> What is required
Write out every entry precisely as given, leaving the pictures out.

* BEGIN *

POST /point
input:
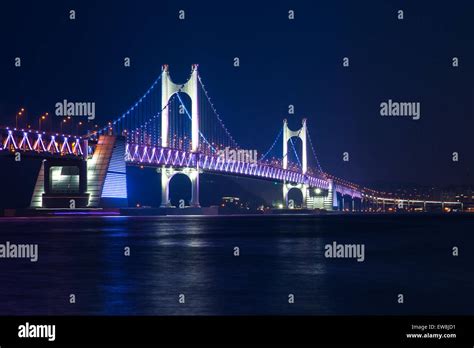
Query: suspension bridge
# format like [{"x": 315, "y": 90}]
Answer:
[{"x": 177, "y": 129}]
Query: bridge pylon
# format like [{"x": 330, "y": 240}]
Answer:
[
  {"x": 168, "y": 89},
  {"x": 287, "y": 135}
]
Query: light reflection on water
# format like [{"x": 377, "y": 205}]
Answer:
[{"x": 278, "y": 256}]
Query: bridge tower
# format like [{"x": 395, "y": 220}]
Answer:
[
  {"x": 168, "y": 89},
  {"x": 287, "y": 135}
]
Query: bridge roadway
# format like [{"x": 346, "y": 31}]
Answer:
[{"x": 158, "y": 157}]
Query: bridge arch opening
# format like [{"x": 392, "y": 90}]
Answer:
[
  {"x": 296, "y": 196},
  {"x": 180, "y": 190}
]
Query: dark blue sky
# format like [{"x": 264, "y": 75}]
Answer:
[{"x": 282, "y": 62}]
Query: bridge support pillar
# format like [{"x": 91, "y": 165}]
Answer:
[
  {"x": 166, "y": 176},
  {"x": 329, "y": 199},
  {"x": 302, "y": 187}
]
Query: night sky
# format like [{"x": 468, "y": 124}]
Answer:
[{"x": 282, "y": 62}]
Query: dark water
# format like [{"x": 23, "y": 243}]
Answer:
[{"x": 278, "y": 256}]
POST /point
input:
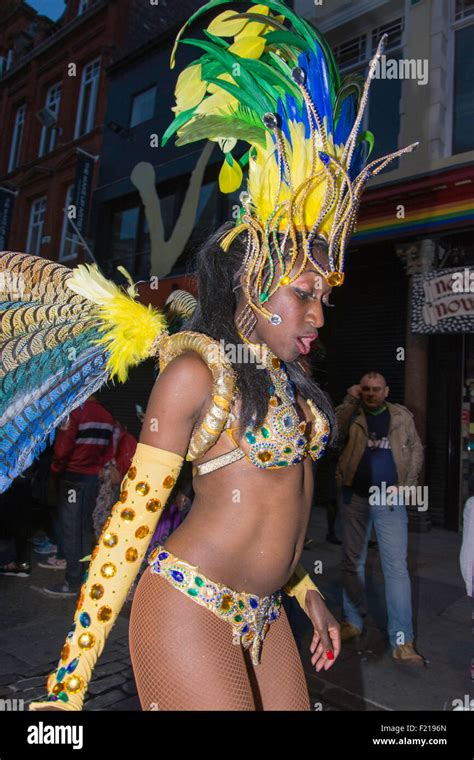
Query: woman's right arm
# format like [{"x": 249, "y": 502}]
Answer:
[{"x": 175, "y": 404}]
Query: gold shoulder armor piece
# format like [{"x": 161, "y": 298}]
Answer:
[{"x": 223, "y": 388}]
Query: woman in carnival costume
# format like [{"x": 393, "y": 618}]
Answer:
[{"x": 207, "y": 626}]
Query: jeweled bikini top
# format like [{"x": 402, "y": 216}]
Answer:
[{"x": 282, "y": 439}]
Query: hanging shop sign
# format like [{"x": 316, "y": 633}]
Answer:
[{"x": 443, "y": 301}]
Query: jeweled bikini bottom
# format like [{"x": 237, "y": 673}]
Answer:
[{"x": 249, "y": 615}]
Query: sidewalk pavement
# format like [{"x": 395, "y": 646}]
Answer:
[{"x": 364, "y": 678}]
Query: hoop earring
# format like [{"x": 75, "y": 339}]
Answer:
[{"x": 246, "y": 320}]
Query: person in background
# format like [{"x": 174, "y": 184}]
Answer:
[
  {"x": 123, "y": 447},
  {"x": 16, "y": 512},
  {"x": 81, "y": 448},
  {"x": 466, "y": 558},
  {"x": 381, "y": 447}
]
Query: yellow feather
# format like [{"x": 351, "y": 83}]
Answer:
[
  {"x": 227, "y": 239},
  {"x": 129, "y": 327}
]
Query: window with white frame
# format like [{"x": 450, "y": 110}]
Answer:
[
  {"x": 15, "y": 148},
  {"x": 382, "y": 113},
  {"x": 49, "y": 134},
  {"x": 463, "y": 73},
  {"x": 35, "y": 229},
  {"x": 69, "y": 247},
  {"x": 143, "y": 106},
  {"x": 87, "y": 98}
]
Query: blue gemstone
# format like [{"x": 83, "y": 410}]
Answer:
[
  {"x": 60, "y": 674},
  {"x": 85, "y": 619},
  {"x": 72, "y": 665}
]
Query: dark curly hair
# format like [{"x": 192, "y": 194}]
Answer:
[{"x": 218, "y": 274}]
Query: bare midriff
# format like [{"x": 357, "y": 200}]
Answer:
[{"x": 247, "y": 526}]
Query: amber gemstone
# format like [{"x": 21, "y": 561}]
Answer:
[
  {"x": 104, "y": 614},
  {"x": 51, "y": 681},
  {"x": 97, "y": 591},
  {"x": 110, "y": 539},
  {"x": 65, "y": 652},
  {"x": 131, "y": 555},
  {"x": 153, "y": 505},
  {"x": 226, "y": 602},
  {"x": 334, "y": 279},
  {"x": 86, "y": 640},
  {"x": 108, "y": 570},
  {"x": 73, "y": 684}
]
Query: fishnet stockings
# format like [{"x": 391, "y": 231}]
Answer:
[{"x": 183, "y": 657}]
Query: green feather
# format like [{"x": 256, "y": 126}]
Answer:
[
  {"x": 263, "y": 71},
  {"x": 177, "y": 122},
  {"x": 260, "y": 17},
  {"x": 369, "y": 138},
  {"x": 352, "y": 84},
  {"x": 215, "y": 39},
  {"x": 208, "y": 127},
  {"x": 252, "y": 89}
]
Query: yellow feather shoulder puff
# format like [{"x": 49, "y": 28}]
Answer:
[{"x": 130, "y": 328}]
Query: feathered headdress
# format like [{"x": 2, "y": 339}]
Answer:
[{"x": 268, "y": 78}]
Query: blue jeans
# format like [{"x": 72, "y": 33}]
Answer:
[
  {"x": 77, "y": 497},
  {"x": 358, "y": 517}
]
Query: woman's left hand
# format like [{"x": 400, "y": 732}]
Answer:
[{"x": 326, "y": 644}]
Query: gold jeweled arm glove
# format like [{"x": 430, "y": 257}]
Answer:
[
  {"x": 115, "y": 563},
  {"x": 299, "y": 583}
]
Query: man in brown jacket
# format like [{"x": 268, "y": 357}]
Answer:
[{"x": 381, "y": 458}]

* END *

> Result
POST /point
input:
Query: suspension bridge
# format like [{"x": 315, "y": 90}]
Answer:
[{"x": 177, "y": 129}]
Query: bridge pylon
# format like [{"x": 330, "y": 240}]
Answer:
[
  {"x": 168, "y": 89},
  {"x": 287, "y": 135}
]
Query: light reflection on water
# format like [{"x": 377, "y": 205}]
Answer:
[{"x": 278, "y": 256}]
Query: bridge tower
# format like [{"x": 395, "y": 220}]
Answer:
[
  {"x": 168, "y": 89},
  {"x": 287, "y": 135}
]
Query: bridge roadway
# format like [{"x": 346, "y": 31}]
Answer:
[{"x": 158, "y": 157}]
Query: bridge arch opening
# format like [{"x": 392, "y": 90}]
Answer:
[
  {"x": 296, "y": 196},
  {"x": 180, "y": 190}
]
Query: dark blue sky
# format like [{"x": 264, "y": 75}]
Answer:
[{"x": 282, "y": 62}]
Query: bridge support pillar
# format like [{"x": 91, "y": 165}]
Answer:
[
  {"x": 166, "y": 176},
  {"x": 329, "y": 199},
  {"x": 302, "y": 187}
]
Query: night sky
# format like [{"x": 468, "y": 124}]
Answer:
[{"x": 282, "y": 62}]
Query: dark water
# format like [{"x": 23, "y": 243}]
Answer:
[{"x": 278, "y": 256}]
POST /point
input:
Query: woman's right arm
# format like [{"x": 249, "y": 502}]
Answer:
[{"x": 175, "y": 404}]
Query: gold shoulder armor piece
# format like [{"x": 161, "y": 298}]
Answer:
[{"x": 223, "y": 388}]
Query: woman in carnival costume
# format like [{"x": 393, "y": 618}]
Answer:
[{"x": 207, "y": 626}]
Query: jeweled bikini top
# format like [{"x": 402, "y": 216}]
Answer:
[{"x": 282, "y": 439}]
Query: hanging shop sign
# format like [{"x": 316, "y": 633}]
Answer:
[{"x": 443, "y": 301}]
Query: jeweled bikini bottom
# format like [{"x": 237, "y": 673}]
Answer:
[{"x": 249, "y": 615}]
Query: sidewalk pavement
# format like [{"x": 395, "y": 646}]
Answer:
[{"x": 364, "y": 678}]
Query: hoop earring
# format like [{"x": 75, "y": 339}]
Answer:
[{"x": 246, "y": 320}]
Query: person in background
# format like [{"x": 174, "y": 184}]
Answer:
[
  {"x": 123, "y": 447},
  {"x": 16, "y": 512},
  {"x": 81, "y": 448},
  {"x": 466, "y": 558},
  {"x": 381, "y": 447}
]
Query: yellow feather
# format like [{"x": 351, "y": 83}]
Answer:
[
  {"x": 227, "y": 239},
  {"x": 129, "y": 327}
]
Query: window with white frame
# format like [{"x": 450, "y": 110}]
Answer:
[
  {"x": 15, "y": 148},
  {"x": 382, "y": 113},
  {"x": 49, "y": 134},
  {"x": 463, "y": 73},
  {"x": 35, "y": 229},
  {"x": 69, "y": 247},
  {"x": 143, "y": 106},
  {"x": 87, "y": 98}
]
Query: blue gemstone
# format like [{"x": 83, "y": 410}]
Answer:
[
  {"x": 60, "y": 674},
  {"x": 85, "y": 619},
  {"x": 72, "y": 665}
]
Query: dark curly hair
# format like [{"x": 192, "y": 194}]
Answer:
[{"x": 218, "y": 274}]
Query: bare midriff
# format like [{"x": 357, "y": 200}]
Answer:
[{"x": 247, "y": 526}]
Query: amber gemstone
# format like [{"x": 21, "y": 561}]
Answer:
[
  {"x": 104, "y": 614},
  {"x": 51, "y": 681},
  {"x": 97, "y": 591},
  {"x": 110, "y": 539},
  {"x": 65, "y": 652},
  {"x": 131, "y": 555},
  {"x": 153, "y": 505},
  {"x": 226, "y": 602},
  {"x": 334, "y": 279},
  {"x": 86, "y": 640},
  {"x": 108, "y": 570},
  {"x": 73, "y": 684}
]
Query: fishnet stockings
# format like [{"x": 391, "y": 231}]
Answer:
[{"x": 183, "y": 657}]
Query: green feather
# format like [{"x": 256, "y": 126}]
Answer:
[
  {"x": 263, "y": 71},
  {"x": 177, "y": 122},
  {"x": 260, "y": 17},
  {"x": 369, "y": 138},
  {"x": 352, "y": 84},
  {"x": 215, "y": 39},
  {"x": 208, "y": 127},
  {"x": 252, "y": 89}
]
Query: yellow feather shoulder puff
# format like [{"x": 49, "y": 28}]
Answer:
[{"x": 130, "y": 328}]
Query: feathered headdress
# format like [{"x": 2, "y": 339}]
Answer:
[{"x": 268, "y": 78}]
Query: blue jeans
# format like [{"x": 72, "y": 33}]
Answer:
[
  {"x": 77, "y": 497},
  {"x": 358, "y": 517}
]
Query: woman's left hand
# format like [{"x": 400, "y": 732}]
Answer:
[{"x": 326, "y": 644}]
Query: gold jeweled arm glove
# format like [{"x": 430, "y": 257}]
Answer:
[
  {"x": 115, "y": 563},
  {"x": 299, "y": 583}
]
Query: man in brown jacket
# format like [{"x": 268, "y": 357}]
Answer:
[{"x": 381, "y": 458}]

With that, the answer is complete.